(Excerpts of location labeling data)
=-=-=

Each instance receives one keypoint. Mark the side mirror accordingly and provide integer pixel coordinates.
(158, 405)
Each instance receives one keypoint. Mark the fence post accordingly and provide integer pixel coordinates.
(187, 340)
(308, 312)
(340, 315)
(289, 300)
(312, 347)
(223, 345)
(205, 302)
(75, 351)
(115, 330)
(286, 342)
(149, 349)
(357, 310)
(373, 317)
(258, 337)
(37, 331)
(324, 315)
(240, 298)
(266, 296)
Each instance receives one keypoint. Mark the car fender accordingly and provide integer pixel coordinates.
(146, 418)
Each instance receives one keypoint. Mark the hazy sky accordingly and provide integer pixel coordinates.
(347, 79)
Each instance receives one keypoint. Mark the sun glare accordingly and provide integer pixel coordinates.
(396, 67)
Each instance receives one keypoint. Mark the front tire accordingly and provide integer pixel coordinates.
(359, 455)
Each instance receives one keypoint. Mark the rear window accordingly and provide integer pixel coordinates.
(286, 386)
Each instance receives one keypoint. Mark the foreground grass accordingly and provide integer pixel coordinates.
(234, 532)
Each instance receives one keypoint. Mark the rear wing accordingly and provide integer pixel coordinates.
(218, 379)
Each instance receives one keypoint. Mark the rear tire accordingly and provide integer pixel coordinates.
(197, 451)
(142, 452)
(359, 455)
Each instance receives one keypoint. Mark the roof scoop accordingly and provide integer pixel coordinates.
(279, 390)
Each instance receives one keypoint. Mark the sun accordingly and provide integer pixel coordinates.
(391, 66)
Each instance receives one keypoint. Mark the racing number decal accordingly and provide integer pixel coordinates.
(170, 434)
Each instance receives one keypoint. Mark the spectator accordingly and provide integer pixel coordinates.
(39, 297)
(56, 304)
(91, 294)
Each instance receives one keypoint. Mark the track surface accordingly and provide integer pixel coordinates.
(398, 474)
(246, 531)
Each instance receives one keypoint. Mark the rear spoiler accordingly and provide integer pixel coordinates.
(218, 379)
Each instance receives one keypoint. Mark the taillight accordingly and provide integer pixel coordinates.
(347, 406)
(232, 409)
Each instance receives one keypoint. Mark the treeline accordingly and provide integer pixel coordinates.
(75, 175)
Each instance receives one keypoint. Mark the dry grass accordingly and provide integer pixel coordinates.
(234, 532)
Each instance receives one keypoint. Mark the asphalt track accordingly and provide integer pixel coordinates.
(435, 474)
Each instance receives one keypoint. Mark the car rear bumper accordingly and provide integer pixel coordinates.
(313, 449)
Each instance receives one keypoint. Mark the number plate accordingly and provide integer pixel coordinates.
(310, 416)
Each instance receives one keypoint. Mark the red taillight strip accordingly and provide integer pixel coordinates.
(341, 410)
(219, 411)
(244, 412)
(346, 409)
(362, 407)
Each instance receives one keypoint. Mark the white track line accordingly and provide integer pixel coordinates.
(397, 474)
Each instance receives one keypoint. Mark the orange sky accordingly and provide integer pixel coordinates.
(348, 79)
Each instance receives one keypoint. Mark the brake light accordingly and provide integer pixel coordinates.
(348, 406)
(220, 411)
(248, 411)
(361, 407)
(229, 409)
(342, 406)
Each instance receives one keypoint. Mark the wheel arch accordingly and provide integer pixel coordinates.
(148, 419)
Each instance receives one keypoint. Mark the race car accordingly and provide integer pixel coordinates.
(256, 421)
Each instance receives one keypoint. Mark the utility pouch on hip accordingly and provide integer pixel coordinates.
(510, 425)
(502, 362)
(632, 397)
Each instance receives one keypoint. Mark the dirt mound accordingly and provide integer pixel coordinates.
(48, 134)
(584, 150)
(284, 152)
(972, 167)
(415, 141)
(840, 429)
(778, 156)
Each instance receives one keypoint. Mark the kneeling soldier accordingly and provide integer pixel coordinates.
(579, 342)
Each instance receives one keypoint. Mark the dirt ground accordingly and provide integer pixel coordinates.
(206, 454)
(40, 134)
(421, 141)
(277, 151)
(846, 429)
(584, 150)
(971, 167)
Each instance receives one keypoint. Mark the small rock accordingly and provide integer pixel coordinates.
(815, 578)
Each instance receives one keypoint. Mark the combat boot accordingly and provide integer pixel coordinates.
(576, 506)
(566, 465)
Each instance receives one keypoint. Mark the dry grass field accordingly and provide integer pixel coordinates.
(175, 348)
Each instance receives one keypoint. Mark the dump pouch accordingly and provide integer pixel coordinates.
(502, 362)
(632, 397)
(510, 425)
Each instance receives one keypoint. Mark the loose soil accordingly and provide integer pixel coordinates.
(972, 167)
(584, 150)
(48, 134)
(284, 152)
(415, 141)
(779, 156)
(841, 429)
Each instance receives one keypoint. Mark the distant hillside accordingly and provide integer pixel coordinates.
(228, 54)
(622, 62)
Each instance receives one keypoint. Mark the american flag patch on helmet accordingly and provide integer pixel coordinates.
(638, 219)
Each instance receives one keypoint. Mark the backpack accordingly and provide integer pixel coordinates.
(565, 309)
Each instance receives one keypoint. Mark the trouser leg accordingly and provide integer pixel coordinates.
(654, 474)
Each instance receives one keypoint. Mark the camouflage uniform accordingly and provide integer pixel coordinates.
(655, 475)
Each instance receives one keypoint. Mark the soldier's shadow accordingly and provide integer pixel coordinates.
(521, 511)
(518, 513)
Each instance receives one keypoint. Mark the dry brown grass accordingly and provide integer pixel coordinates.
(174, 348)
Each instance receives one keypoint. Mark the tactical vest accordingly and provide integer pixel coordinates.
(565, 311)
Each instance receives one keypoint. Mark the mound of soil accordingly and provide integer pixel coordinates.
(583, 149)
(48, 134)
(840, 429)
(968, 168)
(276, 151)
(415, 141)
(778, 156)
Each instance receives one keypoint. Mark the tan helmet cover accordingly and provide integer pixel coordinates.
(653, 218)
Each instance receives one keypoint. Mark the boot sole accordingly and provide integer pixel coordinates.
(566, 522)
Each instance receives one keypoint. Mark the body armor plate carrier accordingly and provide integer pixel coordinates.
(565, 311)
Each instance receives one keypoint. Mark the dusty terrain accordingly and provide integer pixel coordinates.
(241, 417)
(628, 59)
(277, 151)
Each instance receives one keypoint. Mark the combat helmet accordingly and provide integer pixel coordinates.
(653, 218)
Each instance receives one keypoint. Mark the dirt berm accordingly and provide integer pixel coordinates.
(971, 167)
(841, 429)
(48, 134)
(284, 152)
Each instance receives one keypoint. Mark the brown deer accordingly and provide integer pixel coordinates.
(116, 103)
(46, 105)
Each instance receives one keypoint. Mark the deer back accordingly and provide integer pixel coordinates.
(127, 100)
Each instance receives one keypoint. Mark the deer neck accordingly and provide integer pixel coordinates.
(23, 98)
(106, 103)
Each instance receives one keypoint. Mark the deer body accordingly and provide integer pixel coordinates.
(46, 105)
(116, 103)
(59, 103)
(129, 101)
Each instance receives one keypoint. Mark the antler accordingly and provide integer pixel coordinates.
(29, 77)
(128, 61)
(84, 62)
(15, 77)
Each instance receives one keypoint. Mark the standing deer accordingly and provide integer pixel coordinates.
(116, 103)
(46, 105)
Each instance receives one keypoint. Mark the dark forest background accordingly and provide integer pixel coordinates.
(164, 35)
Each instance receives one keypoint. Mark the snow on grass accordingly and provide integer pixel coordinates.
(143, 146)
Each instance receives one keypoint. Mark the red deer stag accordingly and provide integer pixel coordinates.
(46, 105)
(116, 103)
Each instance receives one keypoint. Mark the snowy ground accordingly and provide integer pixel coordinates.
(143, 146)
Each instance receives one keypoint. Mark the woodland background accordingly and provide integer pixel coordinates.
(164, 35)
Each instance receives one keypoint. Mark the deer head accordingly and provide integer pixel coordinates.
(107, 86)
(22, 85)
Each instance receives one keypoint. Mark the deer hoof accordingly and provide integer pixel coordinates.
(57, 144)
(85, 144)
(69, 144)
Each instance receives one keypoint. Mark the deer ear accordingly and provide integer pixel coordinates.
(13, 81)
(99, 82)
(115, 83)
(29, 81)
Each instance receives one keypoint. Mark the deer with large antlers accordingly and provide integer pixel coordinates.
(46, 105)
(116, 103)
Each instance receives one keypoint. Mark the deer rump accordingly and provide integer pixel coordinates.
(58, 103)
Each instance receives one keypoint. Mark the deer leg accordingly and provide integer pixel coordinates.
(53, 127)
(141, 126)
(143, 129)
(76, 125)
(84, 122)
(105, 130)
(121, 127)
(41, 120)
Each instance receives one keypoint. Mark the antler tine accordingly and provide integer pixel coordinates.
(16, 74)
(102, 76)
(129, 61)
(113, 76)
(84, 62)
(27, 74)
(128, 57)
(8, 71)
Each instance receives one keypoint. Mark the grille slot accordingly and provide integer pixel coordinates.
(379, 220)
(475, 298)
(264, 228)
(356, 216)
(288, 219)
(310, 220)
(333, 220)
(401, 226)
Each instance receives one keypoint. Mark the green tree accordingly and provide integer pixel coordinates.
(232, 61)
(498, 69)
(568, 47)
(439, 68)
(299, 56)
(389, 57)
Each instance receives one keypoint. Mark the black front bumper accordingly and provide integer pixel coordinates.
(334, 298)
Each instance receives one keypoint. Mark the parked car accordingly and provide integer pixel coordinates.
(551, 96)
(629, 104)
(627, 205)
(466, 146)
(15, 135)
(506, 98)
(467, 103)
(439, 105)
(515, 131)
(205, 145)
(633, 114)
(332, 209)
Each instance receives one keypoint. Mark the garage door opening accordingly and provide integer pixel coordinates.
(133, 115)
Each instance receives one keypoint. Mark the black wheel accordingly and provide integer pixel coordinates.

=-=-=

DIRECTIVE:
Please lay out the stretch from the line that contains "Each instance receives one keypoint. Mark the parked" through the end of the items as a JSON list of strings, one string per line and no blank lines.

TASK SOLUTION:
[
  "Each instance receives one keypoint. Mark the parked car accordingly and provide integer pixel coordinates.",
  "(551, 96)",
  "(629, 104)",
  "(627, 205)",
  "(466, 146)",
  "(15, 135)",
  "(506, 98)",
  "(467, 103)",
  "(439, 105)",
  "(515, 131)",
  "(205, 145)",
  "(633, 114)",
  "(332, 209)",
  "Each instance receives one keypoint. Mark the garage door opening accordingly and provide integer pixel coordinates.",
  "(133, 115)",
  "Each instance receives one keypoint. Mark the black wheel accordingly and provide integer pixel coordinates."
]